[BEGIN Selected excerpt]
Nobody’s been closer to the NFL action for longer than Steve Sabol, the president of NFL Films. He’s been telling the stories of NFL seasons since 1962. Processing what it all means in the context of football history is what he does.

His take on 2008?

“I’ve always said that history is written by the winners and that an NFL season usually takes shape from its dominant team. This year, there is no dominant team,” says Sabol. “The only thing certain is uncertainty. We’ve had three coaching changes, and two general managers have resigned. When I look at a season, I like to look in historical terms. This season to me takes on didactic dimension. It teaches us. And this season is teaching me the genius of simplicity is never appreciated the way the genius of complexity is.”
[END Selected excerpt]
Requests:
(1) Render this sentence from the Steve Sabol piece into Spanish: "He’s been telling the stories of NFL seasons since 1962."
(2) Please carry on the Steve Sabol piece, picking up right after its final sentence.
[BEGIN Record extracts]
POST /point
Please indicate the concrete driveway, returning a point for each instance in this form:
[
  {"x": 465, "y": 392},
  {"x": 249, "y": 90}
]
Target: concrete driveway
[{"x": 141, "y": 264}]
[END Record extracts]
[BEGIN Record extracts]
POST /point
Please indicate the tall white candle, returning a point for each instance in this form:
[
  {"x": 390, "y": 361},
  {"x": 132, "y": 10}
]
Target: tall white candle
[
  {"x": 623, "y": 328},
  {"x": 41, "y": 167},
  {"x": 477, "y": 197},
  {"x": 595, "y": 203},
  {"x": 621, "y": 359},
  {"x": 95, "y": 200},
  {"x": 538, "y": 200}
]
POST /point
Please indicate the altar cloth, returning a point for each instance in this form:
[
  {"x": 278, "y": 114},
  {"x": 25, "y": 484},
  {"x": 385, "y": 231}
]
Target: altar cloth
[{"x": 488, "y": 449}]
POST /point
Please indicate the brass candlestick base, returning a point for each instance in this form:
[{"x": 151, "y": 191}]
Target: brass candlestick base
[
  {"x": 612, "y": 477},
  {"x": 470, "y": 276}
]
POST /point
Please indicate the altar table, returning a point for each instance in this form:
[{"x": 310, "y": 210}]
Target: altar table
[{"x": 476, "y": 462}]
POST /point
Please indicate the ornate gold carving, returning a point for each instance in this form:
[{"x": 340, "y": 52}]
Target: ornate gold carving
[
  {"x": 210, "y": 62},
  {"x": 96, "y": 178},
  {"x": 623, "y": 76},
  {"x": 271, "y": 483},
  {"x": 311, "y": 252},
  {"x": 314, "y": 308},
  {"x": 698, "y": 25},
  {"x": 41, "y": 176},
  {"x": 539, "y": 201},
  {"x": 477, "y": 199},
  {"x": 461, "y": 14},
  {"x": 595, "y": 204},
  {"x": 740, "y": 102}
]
[END Record extracts]
Expected answers:
(1) Lleva contando las historias de las temporadas de la NFL desde 1962.

(2)
The simplicity is that, had Brady not been injured, there’s a great likelihood that the league would have spent this year staring up at New England once again. Even though they lost the Super Bowl last year in a brilliant twist of fate, this year still would have been focused on them. It would have been same linear storyline as 2007. Only New England’s controversial and dominant march toward perfection would now be a season-long wait to see if they could gain redemption. Suddenly, the season was like a Tarantino movie script –- a whole bunch of little subplots that needed sorting out before they all intersected.

As Sabol said, “Football questions don’t get answered. Just get asked over and over and over again.”

And, he adds, the best part of this story is about to be written. 

“The postseason is when the year takes its real shape. Joe Kuharich, who coached the Eagles in the 1960s and was the master of the malaprop, used to say, ‘I can see the carrot at the end of the tunnel.’ Well, that’s really true now.”